- [Aim of the task]:
Which lines of the records hold the string "pixels"? Report only how many of them there are.

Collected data
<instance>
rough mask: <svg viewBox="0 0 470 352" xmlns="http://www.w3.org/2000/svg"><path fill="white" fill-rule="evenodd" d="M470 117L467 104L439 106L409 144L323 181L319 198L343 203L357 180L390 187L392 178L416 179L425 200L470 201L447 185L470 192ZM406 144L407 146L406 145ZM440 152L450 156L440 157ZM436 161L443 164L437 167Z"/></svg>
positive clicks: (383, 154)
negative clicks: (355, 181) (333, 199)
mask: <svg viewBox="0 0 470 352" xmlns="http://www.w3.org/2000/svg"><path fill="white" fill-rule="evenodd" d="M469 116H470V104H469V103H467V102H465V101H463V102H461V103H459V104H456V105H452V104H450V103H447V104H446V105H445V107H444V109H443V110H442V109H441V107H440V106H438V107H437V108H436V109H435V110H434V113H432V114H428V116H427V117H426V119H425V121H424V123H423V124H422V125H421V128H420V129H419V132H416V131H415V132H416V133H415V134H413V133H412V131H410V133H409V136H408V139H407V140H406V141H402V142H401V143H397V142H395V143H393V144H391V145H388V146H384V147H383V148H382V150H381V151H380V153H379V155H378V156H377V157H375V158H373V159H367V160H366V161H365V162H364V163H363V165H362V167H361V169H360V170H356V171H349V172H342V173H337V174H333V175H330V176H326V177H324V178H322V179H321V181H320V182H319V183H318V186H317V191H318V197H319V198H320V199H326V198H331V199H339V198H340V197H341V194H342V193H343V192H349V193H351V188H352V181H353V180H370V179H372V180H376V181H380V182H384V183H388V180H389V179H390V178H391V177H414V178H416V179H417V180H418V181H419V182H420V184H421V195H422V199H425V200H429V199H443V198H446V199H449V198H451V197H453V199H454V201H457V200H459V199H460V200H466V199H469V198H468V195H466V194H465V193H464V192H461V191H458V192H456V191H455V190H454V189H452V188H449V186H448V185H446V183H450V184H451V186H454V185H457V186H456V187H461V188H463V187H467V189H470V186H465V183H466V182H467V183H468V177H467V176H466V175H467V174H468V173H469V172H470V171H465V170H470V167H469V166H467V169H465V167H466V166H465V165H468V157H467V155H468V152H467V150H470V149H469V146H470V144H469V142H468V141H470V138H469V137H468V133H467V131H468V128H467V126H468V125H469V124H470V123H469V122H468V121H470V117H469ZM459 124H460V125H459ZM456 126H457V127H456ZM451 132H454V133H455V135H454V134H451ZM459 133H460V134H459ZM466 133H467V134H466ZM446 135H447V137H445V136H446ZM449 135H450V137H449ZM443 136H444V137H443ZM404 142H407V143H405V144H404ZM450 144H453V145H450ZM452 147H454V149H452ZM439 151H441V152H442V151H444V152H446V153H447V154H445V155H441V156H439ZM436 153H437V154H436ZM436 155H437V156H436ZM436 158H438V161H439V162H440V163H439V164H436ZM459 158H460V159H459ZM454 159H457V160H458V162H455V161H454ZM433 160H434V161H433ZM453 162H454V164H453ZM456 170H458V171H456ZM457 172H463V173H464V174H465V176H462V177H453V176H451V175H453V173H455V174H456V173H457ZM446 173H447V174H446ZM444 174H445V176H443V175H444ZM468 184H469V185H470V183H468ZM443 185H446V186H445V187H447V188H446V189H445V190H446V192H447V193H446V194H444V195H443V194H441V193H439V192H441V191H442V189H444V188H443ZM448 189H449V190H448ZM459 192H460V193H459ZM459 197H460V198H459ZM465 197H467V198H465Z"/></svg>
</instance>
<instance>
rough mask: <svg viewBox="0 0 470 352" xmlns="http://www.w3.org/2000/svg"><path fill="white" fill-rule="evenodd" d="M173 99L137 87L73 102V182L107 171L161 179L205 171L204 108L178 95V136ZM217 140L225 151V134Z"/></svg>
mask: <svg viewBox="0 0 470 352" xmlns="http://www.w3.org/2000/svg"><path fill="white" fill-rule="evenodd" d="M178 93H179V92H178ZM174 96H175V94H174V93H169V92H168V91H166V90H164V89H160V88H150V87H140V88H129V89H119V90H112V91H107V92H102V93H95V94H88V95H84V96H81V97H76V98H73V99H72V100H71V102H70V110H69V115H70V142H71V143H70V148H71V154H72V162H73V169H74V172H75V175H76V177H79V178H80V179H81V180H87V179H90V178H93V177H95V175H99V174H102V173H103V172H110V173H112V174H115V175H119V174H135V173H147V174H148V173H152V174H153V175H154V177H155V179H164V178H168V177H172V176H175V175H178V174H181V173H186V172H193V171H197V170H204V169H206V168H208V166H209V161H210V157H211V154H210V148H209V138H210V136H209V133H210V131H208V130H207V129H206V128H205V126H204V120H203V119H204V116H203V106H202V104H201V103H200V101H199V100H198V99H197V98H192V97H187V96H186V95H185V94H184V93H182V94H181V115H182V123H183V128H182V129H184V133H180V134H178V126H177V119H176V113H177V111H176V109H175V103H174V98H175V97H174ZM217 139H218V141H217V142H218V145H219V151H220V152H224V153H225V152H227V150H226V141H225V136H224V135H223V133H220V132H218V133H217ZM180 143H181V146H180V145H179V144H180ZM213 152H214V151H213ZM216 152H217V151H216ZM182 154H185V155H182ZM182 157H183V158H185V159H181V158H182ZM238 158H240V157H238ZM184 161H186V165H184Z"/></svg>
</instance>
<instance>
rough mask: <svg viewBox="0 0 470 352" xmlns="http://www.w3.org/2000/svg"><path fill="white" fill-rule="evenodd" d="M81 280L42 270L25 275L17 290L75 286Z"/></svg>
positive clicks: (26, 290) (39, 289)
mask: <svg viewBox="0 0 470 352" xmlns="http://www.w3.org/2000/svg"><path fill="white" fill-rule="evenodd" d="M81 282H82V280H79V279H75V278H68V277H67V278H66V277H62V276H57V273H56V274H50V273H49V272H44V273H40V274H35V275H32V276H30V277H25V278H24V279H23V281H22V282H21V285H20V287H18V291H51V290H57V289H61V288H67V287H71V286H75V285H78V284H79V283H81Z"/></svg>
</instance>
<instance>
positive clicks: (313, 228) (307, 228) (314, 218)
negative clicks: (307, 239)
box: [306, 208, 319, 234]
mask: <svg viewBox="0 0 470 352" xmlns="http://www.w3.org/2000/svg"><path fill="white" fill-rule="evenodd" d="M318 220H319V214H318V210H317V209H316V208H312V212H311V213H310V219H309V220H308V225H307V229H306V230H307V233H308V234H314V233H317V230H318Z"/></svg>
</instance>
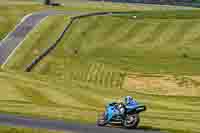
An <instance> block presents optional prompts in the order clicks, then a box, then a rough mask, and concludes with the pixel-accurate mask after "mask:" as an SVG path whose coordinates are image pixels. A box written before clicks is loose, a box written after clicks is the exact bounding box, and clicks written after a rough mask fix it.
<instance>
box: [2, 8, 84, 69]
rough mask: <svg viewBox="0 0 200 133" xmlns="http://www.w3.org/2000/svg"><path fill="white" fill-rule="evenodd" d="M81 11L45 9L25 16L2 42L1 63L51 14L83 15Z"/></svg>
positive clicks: (2, 64) (83, 12)
mask: <svg viewBox="0 0 200 133" xmlns="http://www.w3.org/2000/svg"><path fill="white" fill-rule="evenodd" d="M81 14H84V12H83V13H81V12H66V11H44V12H39V13H32V14H31V15H27V16H25V17H24V18H23V19H22V20H21V22H20V23H19V24H18V25H17V26H16V27H15V28H14V30H13V31H11V32H10V33H9V34H8V35H7V36H6V37H5V38H4V39H3V40H2V41H1V42H0V65H4V63H5V62H6V61H7V59H8V58H9V56H10V55H12V52H13V51H14V50H15V49H16V48H17V47H19V46H20V43H21V42H22V41H23V40H24V38H25V37H26V35H27V34H28V33H29V32H30V31H31V30H32V29H33V28H34V27H35V26H36V25H37V24H39V23H40V22H41V21H42V20H43V19H44V18H45V17H47V16H51V15H81Z"/></svg>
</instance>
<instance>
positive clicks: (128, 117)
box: [122, 114, 140, 128]
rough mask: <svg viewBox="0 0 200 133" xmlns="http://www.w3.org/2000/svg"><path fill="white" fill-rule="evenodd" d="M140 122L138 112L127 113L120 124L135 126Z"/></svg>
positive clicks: (129, 125)
mask: <svg viewBox="0 0 200 133" xmlns="http://www.w3.org/2000/svg"><path fill="white" fill-rule="evenodd" d="M139 122H140V117H139V114H131V115H127V116H126V118H125V120H124V121H123V123H122V125H123V127H125V128H137V127H138V124H139Z"/></svg>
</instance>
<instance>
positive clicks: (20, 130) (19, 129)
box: [0, 126, 70, 133]
mask: <svg viewBox="0 0 200 133" xmlns="http://www.w3.org/2000/svg"><path fill="white" fill-rule="evenodd" d="M0 132H1V133H62V132H58V131H47V130H44V129H29V128H22V127H21V128H19V127H18V128H16V127H8V126H0ZM67 133H70V132H67Z"/></svg>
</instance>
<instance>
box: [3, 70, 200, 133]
mask: <svg viewBox="0 0 200 133" xmlns="http://www.w3.org/2000/svg"><path fill="white" fill-rule="evenodd" d="M30 76H31V77H30ZM0 84H1V86H2V87H3V88H6V89H4V91H1V94H0V105H1V109H0V111H1V112H4V113H5V112H7V113H8V112H9V113H14V114H18V115H22V114H23V115H28V116H34V117H39V116H40V118H41V117H44V118H46V117H49V118H52V119H65V120H72V121H81V122H86V123H88V122H89V123H94V122H95V119H96V117H97V113H99V112H101V111H102V110H103V107H104V104H106V103H107V102H108V101H113V100H118V99H119V98H121V97H122V96H124V95H132V96H134V97H135V98H136V99H138V100H139V101H140V102H141V103H144V104H146V105H147V106H148V111H147V112H146V113H142V115H141V117H142V121H141V126H140V128H143V129H146V130H158V129H159V130H167V131H171V132H172V133H182V132H192V133H197V132H198V131H199V126H198V124H199V122H200V121H199V120H200V118H199V116H200V114H199V111H200V108H199V106H197V105H198V103H199V100H200V99H199V98H197V97H196V98H192V97H175V96H157V95H149V94H145V93H137V92H134V91H128V90H124V89H117V88H115V89H113V88H104V87H98V86H97V85H93V84H88V83H84V82H71V81H65V82H64V83H63V82H60V81H59V80H54V79H52V80H51V79H49V78H48V77H46V76H42V75H40V76H39V75H38V74H27V73H24V74H20V73H16V72H15V73H13V72H1V73H0ZM30 92H31V93H30ZM88 113H89V115H90V117H88V115H86V114H88ZM183 123H184V126H182V125H183Z"/></svg>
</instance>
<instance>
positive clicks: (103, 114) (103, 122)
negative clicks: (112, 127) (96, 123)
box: [97, 102, 146, 128]
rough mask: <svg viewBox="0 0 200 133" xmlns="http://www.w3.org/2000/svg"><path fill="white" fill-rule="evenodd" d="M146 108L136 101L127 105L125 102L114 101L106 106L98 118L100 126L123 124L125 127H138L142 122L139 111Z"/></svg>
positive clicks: (133, 127)
mask: <svg viewBox="0 0 200 133" xmlns="http://www.w3.org/2000/svg"><path fill="white" fill-rule="evenodd" d="M145 110H146V106H145V105H142V104H139V103H137V102H135V104H134V105H131V106H128V107H126V105H124V104H123V103H116V102H112V103H109V104H108V105H107V106H106V107H105V112H103V113H102V114H101V115H100V116H99V117H98V119H97V125H98V126H106V125H108V124H109V125H115V124H117V125H122V126H123V127H125V128H137V127H138V124H139V122H140V117H139V113H140V112H143V111H145Z"/></svg>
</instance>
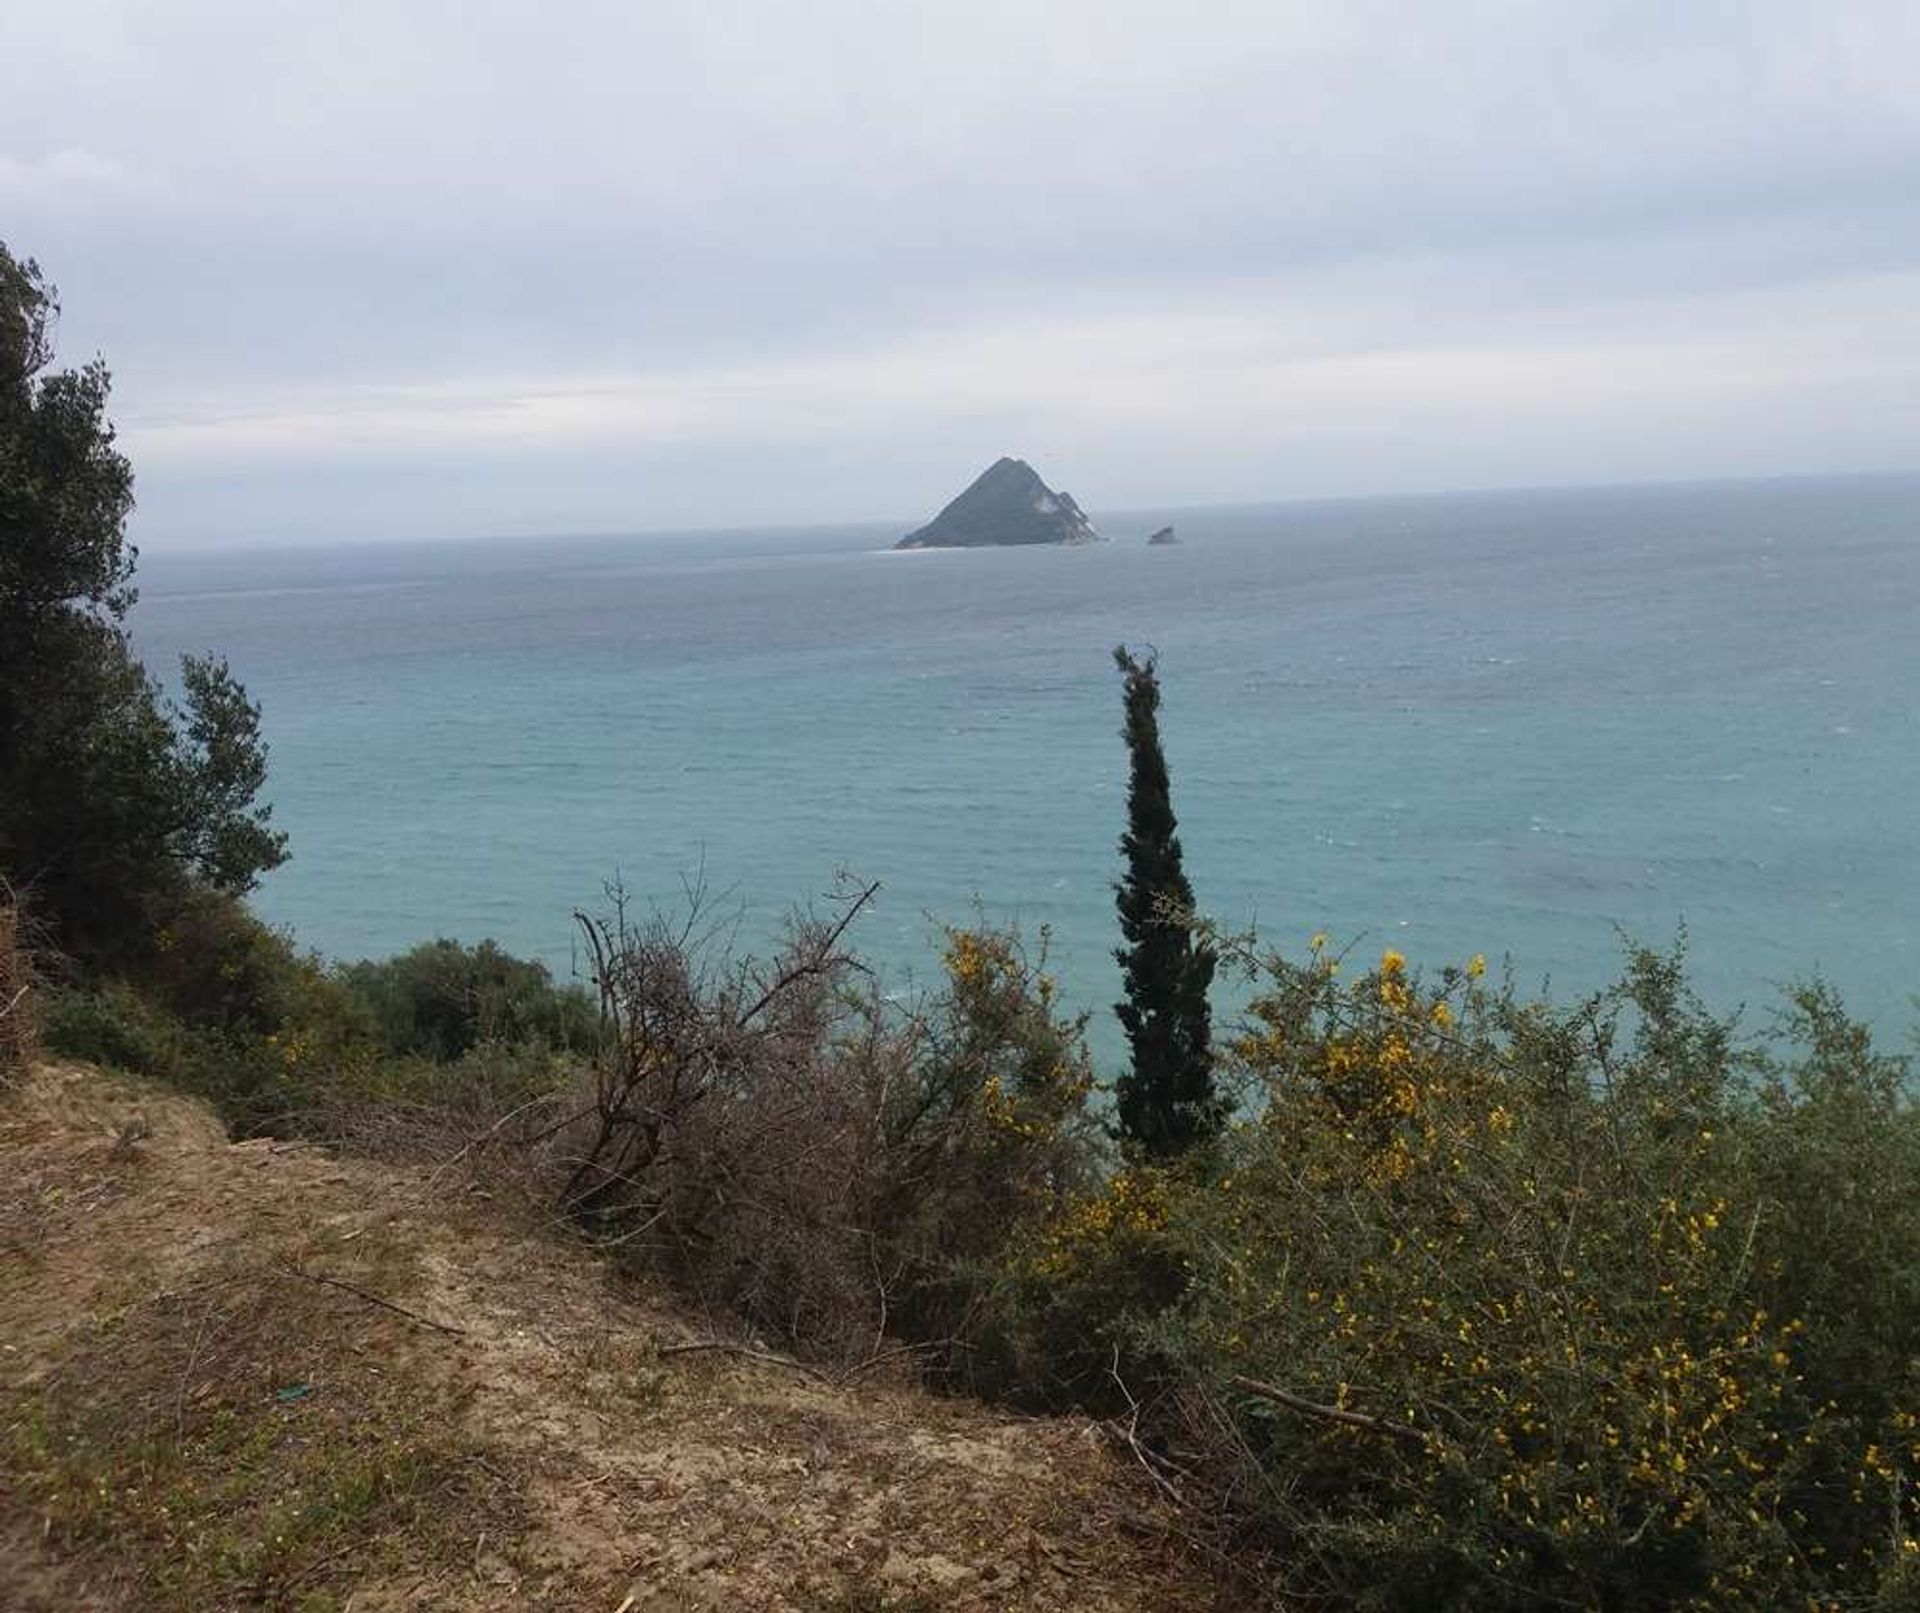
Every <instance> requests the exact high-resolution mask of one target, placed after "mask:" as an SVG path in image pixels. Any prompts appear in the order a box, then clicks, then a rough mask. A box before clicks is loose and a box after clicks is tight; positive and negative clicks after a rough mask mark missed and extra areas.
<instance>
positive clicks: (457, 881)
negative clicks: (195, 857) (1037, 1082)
mask: <svg viewBox="0 0 1920 1613" xmlns="http://www.w3.org/2000/svg"><path fill="white" fill-rule="evenodd" d="M1096 520H1098V522H1100V524H1102V530H1104V532H1108V536H1110V538H1114V540H1116V542H1112V543H1106V545H1100V547H1089V549H996V551H968V553H914V555H891V553H883V551H881V549H883V545H885V543H887V542H891V540H893V538H895V536H897V530H895V528H885V530H881V528H833V530H826V528H816V530H789V532H730V534H680V536H672V534H657V536H628V538H566V540H547V542H488V543H459V545H417V543H401V545H384V543H382V545H342V547H334V549H324V551H321V549H307V551H259V553H205V555H173V557H167V555H156V557H150V559H148V561H146V563H144V566H142V588H144V597H142V603H140V607H138V611H136V618H134V620H136V636H138V639H140V645H142V651H144V653H148V655H150V657H165V659H171V657H173V655H175V653H179V651H180V649H196V647H219V649H223V651H225V653H227V655H228V657H230V659H232V662H234V666H236V670H238V672H240V676H242V678H244V682H246V684H248V687H250V689H252V693H253V695H255V697H257V699H259V701H261V703H263V707H265V724H267V735H269V741H271V745H273V783H271V793H273V801H275V806H276V814H278V822H280V826H282V828H286V830H288V831H290V833H292V849H294V858H292V860H290V862H288V866H286V868H284V870H280V872H276V874H275V876H271V878H269V879H267V883H265V885H263V889H261V893H259V906H261V910H263V912H265V914H267V916H269V918H271V920H275V922H280V924H288V926H292V927H294V929H296V931H298V935H300V937H301V941H305V943H307V945H313V947H319V949H321V951H324V952H330V954H338V956H359V954H380V952H390V951H396V949H401V947H405V945H409V943H413V941H417V939H422V937H426V935H434V933H444V935H459V937H465V939H478V937H482V935H495V937H499V939H501V941H505V943H507V945H511V947H515V949H520V951H528V952H538V954H541V956H545V958H547V960H551V962H553V964H555V966H557V968H559V970H561V972H566V970H568V968H570V960H572V931H570V920H568V914H570V910H572V908H574V906H589V908H597V906H603V885H605V881H607V879H609V878H612V876H616V874H618V876H620V879H622V881H624V883H626V885H628V889H630V891H632V893H634V895H636V897H637V899H639V901H655V903H664V904H674V903H678V901H680V897H682V881H684V879H687V878H689V876H693V874H695V872H697V870H701V868H705V878H707V883H708V887H710V891H712V899H714V904H716V906H714V910H716V912H726V914H737V933H739V937H741V939H745V941H751V943H756V941H760V939H762V937H764V935H766V933H768V931H770V929H772V927H774V926H778V922H780V918H781V914H783V912H785V910H787V908H791V906H793V904H795V903H804V901H808V899H814V897H818V895H820V893H826V891H829V889H831V887H833V879H835V874H837V870H852V872H854V874H858V876H862V878H868V879H881V881H883V891H881V897H879V903H877V906H876V910H874V912H872V916H870V918H868V920H866V924H864V927H862V937H864V945H866V947H868V951H870V952H874V954H877V956H881V958H885V960H889V962H891V964H893V966H895V968H918V970H924V968H925V962H927V958H929V956H931V951H929V949H931V939H933V933H935V931H933V926H935V922H937V920H945V918H966V916H968V914H970V912H972V908H973V904H975V901H977V903H979V904H981V906H983V908H985V910H987V914H989V916H995V918H1018V920H1020V922H1021V924H1023V926H1025V927H1029V929H1035V927H1039V926H1043V924H1044V926H1050V929H1052V941H1054V956H1056V960H1058V964H1060V966H1062V975H1064V981H1066V987H1068V991H1069V993H1071V995H1073V997H1075V999H1077V1000H1079V1002H1083V1004H1087V1006H1092V1008H1100V1010H1104V1006H1106V1004H1108V1002H1110V1000H1112V999H1114V995H1116V989H1117V972H1116V970H1114V966H1112V960H1110V954H1108V949H1110V947H1112V941H1114V935H1112V891H1110V879H1112V876H1114V868H1116V851H1114V843H1116V835H1117V833H1119V826H1121V812H1123V778H1125V757H1123V751H1121V743H1119V737H1117V724H1119V686H1117V678H1116V674H1114V670H1112V664H1110V651H1112V645H1114V643H1116V641H1121V639H1125V641H1129V643H1135V645H1139V643H1152V645H1156V647H1158V649H1160V655H1162V668H1164V686H1165V710H1164V724H1165V739H1167V755H1169V760H1171V768H1173V782H1175V805H1177V810H1179V814H1181V824H1183V837H1185V845H1187V866H1188V874H1190V876H1192V881H1194V887H1196V893H1198V897H1200V903H1202V906H1204V908H1208V910H1210V912H1213V914H1215V916H1217V918H1221V920H1223V922H1227V924H1231V926H1246V924H1256V922H1258V926H1260V927H1261V929H1263V931H1265V933H1267V935H1269V937H1273V939H1281V941H1288V943H1298V941H1300V939H1304V937H1306V935H1308V933H1309V931H1313V929H1321V927H1325V929H1329V931H1332V935H1334V937H1338V939H1342V941H1354V943H1357V945H1359V947H1361V949H1363V951H1375V949H1379V947H1384V945H1392V947H1398V949H1402V951H1405V952H1407V954H1409V956H1411V958H1413V960H1415V962H1428V964H1440V962H1446V960H1461V958H1465V956H1469V954H1473V952H1486V954H1488V956H1494V958H1500V956H1501V954H1511V958H1513V962H1515V968H1517V974H1519V977H1521V981H1523V983H1524V985H1528V987H1532V985H1538V983H1540V981H1542V979H1544V977H1551V983H1553V989H1555V991H1557V993H1571V991H1576V989H1586V987H1594V985H1599V983H1603V981H1605V979H1609V977H1611V975H1613V972H1615V964H1617V960H1619V939H1617V927H1624V929H1628V931H1632V933H1636V935H1640V937H1644V939H1649V941H1668V939H1670V937H1672V933H1674V929H1676V926H1680V924H1682V922H1684V924H1686V926H1688V931H1690V935H1692V947H1693V956H1695V964H1697V977H1699V983H1701V987H1703V991H1705V995H1707V997H1709V1000H1711V1002H1715V1006H1722V1008H1732V1006H1738V1004H1741V1002H1747V1004H1753V1008H1751V1010H1749V1018H1751V1022H1755V1023H1761V1022H1763V1020H1764V1010H1766V1006H1770V1002H1772V999H1774V985H1776V983H1778V981H1782V979H1788V977H1791V975H1797V974H1803V972H1807V970H1811V968H1820V970H1822V972H1826V974H1828V975H1830V977H1832V979H1834V981H1837V983H1839V985H1841V987H1843V991H1845V993H1847V997H1849V1002H1851V1004H1853V1006H1855V1010H1857V1012H1859V1014H1862V1016H1864V1018H1870V1020H1872V1022H1876V1023H1878V1025H1880V1027H1884V1029H1887V1031H1889V1033H1897V1035H1905V1031H1907V1027H1908V1025H1910V1023H1912V1020H1914V1010H1912V993H1914V989H1916V987H1920V816H1916V810H1914V803H1916V801H1920V632H1916V624H1920V480H1851V482H1778V484H1732V486H1699V488H1661V490H1603V492H1544V494H1498V495H1448V497H1430V499H1377V501H1340V503H1309V505H1267V507H1244V509H1194V511H1131V513H1108V515H1104V517H1102V515H1100V513H1096ZM1164 520H1173V522H1177V526H1179V534H1181V538H1183V545H1181V547H1173V549H1146V547H1144V542H1142V540H1144V536H1146V532H1150V530H1152V528H1154V526H1158V524H1162V522H1164ZM1108 1023H1110V1016H1106V1014H1104V1012H1102V1014H1100V1025H1102V1031H1100V1043H1102V1047H1106V1048H1112V1035H1110V1031H1108V1029H1104V1025H1108Z"/></svg>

- [Problem solution]:
2